> What is expected: Retype the listing without any alteration.

=====

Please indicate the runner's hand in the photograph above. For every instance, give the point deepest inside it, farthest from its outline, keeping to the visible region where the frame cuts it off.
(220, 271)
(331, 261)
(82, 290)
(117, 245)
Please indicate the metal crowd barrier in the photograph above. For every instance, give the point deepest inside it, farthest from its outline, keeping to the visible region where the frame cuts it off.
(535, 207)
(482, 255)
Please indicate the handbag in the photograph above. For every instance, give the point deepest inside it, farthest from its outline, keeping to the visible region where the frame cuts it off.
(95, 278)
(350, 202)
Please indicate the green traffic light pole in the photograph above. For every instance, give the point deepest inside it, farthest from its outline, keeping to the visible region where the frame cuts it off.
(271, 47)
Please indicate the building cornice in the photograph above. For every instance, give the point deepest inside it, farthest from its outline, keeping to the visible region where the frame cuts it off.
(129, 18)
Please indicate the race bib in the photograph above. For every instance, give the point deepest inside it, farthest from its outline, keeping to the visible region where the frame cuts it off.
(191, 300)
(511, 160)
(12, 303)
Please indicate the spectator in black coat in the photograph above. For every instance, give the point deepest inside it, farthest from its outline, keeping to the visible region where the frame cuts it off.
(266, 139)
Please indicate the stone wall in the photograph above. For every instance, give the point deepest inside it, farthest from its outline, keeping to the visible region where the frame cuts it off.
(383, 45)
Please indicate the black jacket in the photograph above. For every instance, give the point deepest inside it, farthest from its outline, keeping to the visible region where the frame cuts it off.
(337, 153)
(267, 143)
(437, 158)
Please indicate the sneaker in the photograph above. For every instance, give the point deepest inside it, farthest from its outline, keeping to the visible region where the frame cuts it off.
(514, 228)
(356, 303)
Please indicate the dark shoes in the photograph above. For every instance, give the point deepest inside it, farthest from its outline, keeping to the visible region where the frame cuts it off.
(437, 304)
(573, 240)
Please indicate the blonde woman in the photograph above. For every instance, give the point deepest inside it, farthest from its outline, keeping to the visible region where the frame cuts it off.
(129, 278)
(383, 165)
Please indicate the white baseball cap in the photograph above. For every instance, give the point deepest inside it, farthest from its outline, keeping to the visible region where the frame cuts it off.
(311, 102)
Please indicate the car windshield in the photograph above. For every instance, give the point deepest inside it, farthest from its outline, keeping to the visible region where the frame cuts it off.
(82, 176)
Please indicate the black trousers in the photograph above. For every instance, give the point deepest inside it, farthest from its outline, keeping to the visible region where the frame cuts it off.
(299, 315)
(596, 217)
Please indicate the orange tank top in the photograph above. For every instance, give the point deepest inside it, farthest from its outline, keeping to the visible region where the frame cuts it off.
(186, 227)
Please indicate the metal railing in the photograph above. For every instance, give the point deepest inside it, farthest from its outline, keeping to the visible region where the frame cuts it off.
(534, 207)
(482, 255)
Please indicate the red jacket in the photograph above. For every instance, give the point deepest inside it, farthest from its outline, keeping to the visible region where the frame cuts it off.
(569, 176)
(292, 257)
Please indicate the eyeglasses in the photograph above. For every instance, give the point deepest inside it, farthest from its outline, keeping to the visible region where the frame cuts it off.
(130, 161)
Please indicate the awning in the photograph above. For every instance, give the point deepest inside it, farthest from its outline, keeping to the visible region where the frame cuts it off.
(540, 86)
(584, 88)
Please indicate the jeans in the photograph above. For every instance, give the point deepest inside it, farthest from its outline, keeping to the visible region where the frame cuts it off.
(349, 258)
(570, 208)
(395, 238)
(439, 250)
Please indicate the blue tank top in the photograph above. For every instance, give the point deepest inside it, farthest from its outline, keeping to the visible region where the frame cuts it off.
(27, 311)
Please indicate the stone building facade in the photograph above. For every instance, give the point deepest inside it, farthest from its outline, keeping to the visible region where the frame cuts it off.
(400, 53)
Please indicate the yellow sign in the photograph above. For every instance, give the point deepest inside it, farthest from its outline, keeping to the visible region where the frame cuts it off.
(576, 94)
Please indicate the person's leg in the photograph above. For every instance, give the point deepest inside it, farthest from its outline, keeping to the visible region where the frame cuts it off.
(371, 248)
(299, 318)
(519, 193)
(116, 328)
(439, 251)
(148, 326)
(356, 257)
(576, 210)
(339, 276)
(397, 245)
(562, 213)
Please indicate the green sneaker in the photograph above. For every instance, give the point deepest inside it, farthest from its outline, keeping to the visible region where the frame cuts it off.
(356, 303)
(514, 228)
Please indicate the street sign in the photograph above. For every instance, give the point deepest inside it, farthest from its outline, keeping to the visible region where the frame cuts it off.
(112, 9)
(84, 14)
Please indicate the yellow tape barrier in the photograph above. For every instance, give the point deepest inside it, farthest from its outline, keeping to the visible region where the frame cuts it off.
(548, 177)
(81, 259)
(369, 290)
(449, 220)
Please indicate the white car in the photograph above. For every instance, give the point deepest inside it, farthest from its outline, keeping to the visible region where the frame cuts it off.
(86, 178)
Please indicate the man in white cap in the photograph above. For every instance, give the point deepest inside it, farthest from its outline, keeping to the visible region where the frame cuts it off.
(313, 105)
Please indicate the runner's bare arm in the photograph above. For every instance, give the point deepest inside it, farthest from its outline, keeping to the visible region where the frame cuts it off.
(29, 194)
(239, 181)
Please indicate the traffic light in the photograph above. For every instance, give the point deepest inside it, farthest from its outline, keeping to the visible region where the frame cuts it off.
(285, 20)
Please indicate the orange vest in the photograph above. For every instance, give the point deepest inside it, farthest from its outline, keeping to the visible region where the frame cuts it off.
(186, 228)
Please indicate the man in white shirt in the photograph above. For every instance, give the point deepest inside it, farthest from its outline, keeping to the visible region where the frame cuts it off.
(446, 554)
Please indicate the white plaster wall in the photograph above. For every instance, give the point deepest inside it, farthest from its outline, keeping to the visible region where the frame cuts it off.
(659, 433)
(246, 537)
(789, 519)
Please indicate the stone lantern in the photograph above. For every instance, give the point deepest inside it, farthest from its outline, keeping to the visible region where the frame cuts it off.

=====

> Solution:
Please indicate the runner's hand in the photograph above. For every instance, give the point deepest inside it, farthest from its outline, keeping to the visible region where the frame cuts it off.
(220, 271)
(331, 261)
(82, 290)
(117, 245)
Please indicate the metal crowd barrier in the photograph above. For every instance, give the point deepest inside it, farthest from its outline, keeping to the visible region where the frame cuts it off.
(535, 207)
(482, 255)
Please indicate the handbag in the photograph above. For every instance, give the point deepest inside it, farthest from its outline, keeping to the visible region where the frame cuts it off.
(95, 278)
(350, 202)
Please indicate the green traffic light pole in the photograph above. For every instance, give the point deepest inside it, farthest from its outline, keeping to the visible region where the frame cuts it off.
(271, 47)
Please indicate the building cornice in the photograph above. For every instance, give the point deepest inside it, farthest from its outline, keeping to the visible region where the frame cuts it off.
(129, 18)
Please indicate the race bib in the photograph above. For every instance, give the point deepest inside it, farthest from its outline, keeping to the visible region where the frame cuts it off.
(191, 300)
(511, 160)
(12, 303)
Please indicate the spectator in black coat in the photograph above. For every instance, give the point deepest inside it, farthest from its outline, keeping to the visible region where the frame cuts it off.
(266, 139)
Please indicate the stone wall in the photograph above. For every instance, give the point deepest inside it, farthest from its outline, keeping to the visible region where the frame cuts it off.
(383, 45)
Please indicate the black jacket in the photograph above. For every instance, give the point deepest inside it, farthest from its outline, keeping to the visible region where the frame cuts it off.
(337, 153)
(267, 143)
(437, 158)
Please indicate the sneaker in the photograph above. For every instance, give the point deepest inside it, farthest from its outline, keeping to the visible region where the frame cuts it off.
(514, 228)
(356, 303)
Please indicate the dark shoes in the photograph above. For every instance, give the point deepest inside it, farthest from its outline, keeping to the visible region where the frame cuts it off.
(437, 304)
(573, 240)
Please indicate the blonde woman in the photograph above. For every instance, give the point deepest inside it, farthest from its outline, keeping to the visible region where the frame cuts it off.
(129, 278)
(383, 165)
Please indicate the white baseball cap in the photograph above. For every instance, give the point deepest inside it, farthest from its outline, keeping to the visible region where the frame cuts it off.
(311, 102)
Please indicate the car windshield in the photograph above. For every instance, give the point deepest inside it, farthest from its outline, keeping to the visible region where the frame cuts it off.
(82, 176)
Please indicate the black trousers in the photograph above. For every instance, give the point deepest inside it, farthest from its outline, keeping to the visible region where the frame cuts it off.
(299, 315)
(596, 217)
Please indicate the orange tank top in the photograph above. For every instance, give the point deepest inside it, farthest from its outline, keeping to the visible region where the frame cuts it off.
(186, 227)
Please indicate the metal railing in the photograph above. For every instance, give the point deepest inside it, farthest from its outline, keeping to the visible region where the frame cuts it off.
(534, 207)
(482, 255)
Please indicate the red jacket in the photograph above. For every instance, give the point deepest inside it, farthest from its outline, keeping to the visible region where the frame cuts it off.
(569, 176)
(292, 257)
Please indicate the eyeglasses in the photograph above. For every instance, give the point deepest inside it, farthest from its outline, keeping to the visible region where the frame cuts it off.
(130, 161)
Please indicate the awning in the photograph above. For every instance, give the point deepest inside it, farthest from its outline, keeping to the visible region where the frame cuts it off.
(540, 86)
(584, 88)
Please indicate the jeans in the photograph above. For every instance, give the point deepest inside it, farthest from its outline, keeping to the visible region where the frame cuts it off.
(349, 258)
(570, 208)
(395, 238)
(439, 250)
Please indicate the blue tank top in the photograph above. For every instance, give the point deepest inside it, farthest from its outline, keeping to the visible region where the frame cuts it off.
(27, 311)
Please indicate the stone building facade in the photograph above. For every instance, give the point deepest inside it, farthest from its outline, keeping to the visible region where the frame cuts it off.
(400, 53)
Please indicate the yellow sign in the photograph above. For every instance, give the point deepest inside it, farthest from its outline, keeping to the visible region where the frame cuts it off.
(576, 94)
Please indicate the person's leg in the photograph above. For every instance, give the point deepest inside it, farthest from its outline, keeping to the visible region where the frame cuts it off.
(371, 248)
(299, 318)
(519, 193)
(116, 328)
(439, 251)
(148, 326)
(356, 257)
(576, 210)
(339, 276)
(397, 245)
(562, 213)
Please indicate the green sneaker in the photograph above. For every instance, give the point deepest inside it, farthest from its outline, keeping to the visible region where the frame cuts it off.
(356, 303)
(514, 228)
Please indicate the street sign in the photograph above. For every instance, give the point deepest inside it, farthest from its outline, keeping to the visible region where the frame cuts it off.
(112, 9)
(84, 14)
Please indicate the yellow tape barrier in the photograph above. For every instance, give the point deepest inside it, farthest from its outline, keeping to the visible region where the frame cuts it off.
(548, 177)
(81, 259)
(369, 290)
(449, 220)
Please indicate the white car in the photograph above. For every instance, give the point deepest inside it, farthest from its outline, keeping to the visible region where the frame cuts it off.
(86, 178)
Please indicate the man in white cap in the photograph above. For every instance, give the point deepest inside it, farthest from its outline, keeping to the visible region where the frame cuts it off.
(313, 105)
Please indicate the runner's bare arm in the photograph above. For every instance, give the point deepest inside it, farthest from its outline, keeping to the visible region where the frame cuts it off.
(29, 194)
(239, 181)
Please indicate the traffic light in the photograph above. For every instance, give the point deepest inside it, farthest from its outline, keeping to the visible region where the frame cuts it off.
(285, 20)
Please indicate the orange vest in the photograph above. For every instance, give the point deepest inside it, farthest from its outline, keeping to the visible region where the frame cuts it off.
(186, 228)
Please indicate the man in white shirt in the photograph above. For every instance, give the point deepest inside it, farthest from its outline, keeping to the visible region where the frame cuts it off.
(446, 554)
Please indicate the white plaster wall in the photograph above. For every instance, give the point deepest inside it, farthest from its outline, keeping to the visible region where the frame cuts it off.
(659, 433)
(246, 537)
(789, 519)
Please indicate the stone lantern in the photograph above. For every instance, give the point deepest inside it, farthest from its outline, keeping to the visible region where the frame cuts it off.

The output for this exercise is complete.